■ Text ■
Acts of kindness to fellow travellers and general human connections among the ways of easing the stress and strain of travel

10 December, 2019

While it’s no surprise that most people experience stress while travelling, a new report has revealed that kindness can have an outsized effect on our wellbeing while we make our journeys during the forthcoming festive season. The findings of the survey could also provide some valuable information on how we better manage traveller wellbeing.

Dignity Health, one of the largest health systems in the US, is responsible for this new insight having been inspired by one of its own advertisements that features real video footage of a toddler greeting a fellow passengers with a friendly fist bump while boarding his flight, showing just how much one kind gesture can improve our mood.

“At Dignity Health, we believe in the power of human connections, whether it helps a patient heal in our hospitals or puts a traveller at ease during a busy travel season,” explains Mark Viden, senior vice president of brand at Dignity Health.

According to the survey, three in four travellers have done something kind to make another traveller’s day better and more than half of travellers felt happier after performing that gesture of kindness. What’s more – these small acts of kindness can actually inspire a ripple effect of kind gestures.

The findings highlight that a gesture as simple as smiling or asking someone about their day can make all the difference in someone’s travel experience. In fact, something as simple as smiling would make most travellers feel less stressed.

■ Provided records ■

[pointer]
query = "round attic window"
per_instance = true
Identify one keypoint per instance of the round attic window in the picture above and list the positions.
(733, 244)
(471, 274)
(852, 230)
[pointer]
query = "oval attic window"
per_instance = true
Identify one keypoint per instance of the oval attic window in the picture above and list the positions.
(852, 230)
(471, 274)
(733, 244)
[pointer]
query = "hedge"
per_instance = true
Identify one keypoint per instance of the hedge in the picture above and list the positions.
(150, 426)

■ Required actions ■
[1] Do these statements agree with the article on kindness during travel? Answer yes or no for each, and quote the words from the article that decide it.
(a) Dignity Health is one of the largest health systems in the US.
(b) Fewer than half of travelers felt happier after doing something kind.
(c) Mark Viden is senior vice president of brand at Dignity Health.
[2] Copy word for word the part of the article on kindness during travel that opens with the words containing "According to the" and closes with "feel less stressed.".
[3] Resume the article on kindness during travel after its last sentence and keep writing it.

■ Results for the exercise ■
[1]
(a) Yes: "Dignity Health, one of the largest health systems in the US"
(b) No: "more than half of travellers felt happier after performing that gesture of kindness"
(c) Yes: "Mark Viden, senior vice president of brand at Dignity Health"

[2]
According to the survey, three in four travellers have done something kind to make another traveller’s day better and more than half of travellers felt happier after performing that gesture of kindness. What’s more – these small acts of kindness can actually inspire a ripple effect of kind gestures.

The findings highlight that a gesture as simple as smiling or asking someone about their day can make all the difference in someone’s travel experience. In fact, something as simple as smiling would make most travellers feel less stressed.

[3]
The survey reinforces the fact that travel is seen by many as being a stressful experience. In fact, four in five (82%) respondents said just that, with millennials more likely to find travelling stressful (25%) when compared to boomers (14%).

Rushing around (44%) was ranked as the most stressful aspect of travelling, followed by waiting (30%) – such as standing in a security line or sitting in traffic – and staying entertained to avoid boredom (12%).

Travelling with children was found to be especially stressful for parents with one in three accompanied with children under the age of 10 most associating holiday travel with stress, irritation and nervousness.

So how can being thoughtful and kind to one another ease the stresses of journeys? Nearly all travellers (97%) surveyed agreed that receiving kindness from others, as well as being kind to others, can improve their overall wellbeing.

Just over half (52%) of travellers who’ve done something kind for another traveller said they felt happy after, and around one in four (23%) felt more connected to their fellow traveller. A similar number (28%) who had witnessed someone else’s kindness while travelling felt inspired to do something kind for another traveller afterwards.

In fact, almost three quarters (74%) of those surveyed have done something kind to make another traveller’s day better, and more than half (54%) of those travellers said another traveller did something kind for them, as well. Two thirds (66%) of respondents said that a smile or greeting from another traveller would make them feel less stressed while traveling – more than any other kind gesture.

It appears that the festive period does in some way remind travellers to be kind. Nearly half (45%) of travellers said they’re generally more kind while traveling over the holidays. “There’s something to be said about the fact that more than half of travellers feel better simply by being kind toward others and it goes to show just how important it is to express humankindness, even in moments when we might feel stressed or pressed for time," says Mr Viden

Dignity Health is attempt to help travellers to alleviate travel stress with a ‘Travel Kind’ checklist that it hopes will help travellers pack their most valuable belonging – kindness. This is based around planning accordingly, not getting worked up when hit by a hurdle, being empathetic toward fellow travellers and showing them compassion.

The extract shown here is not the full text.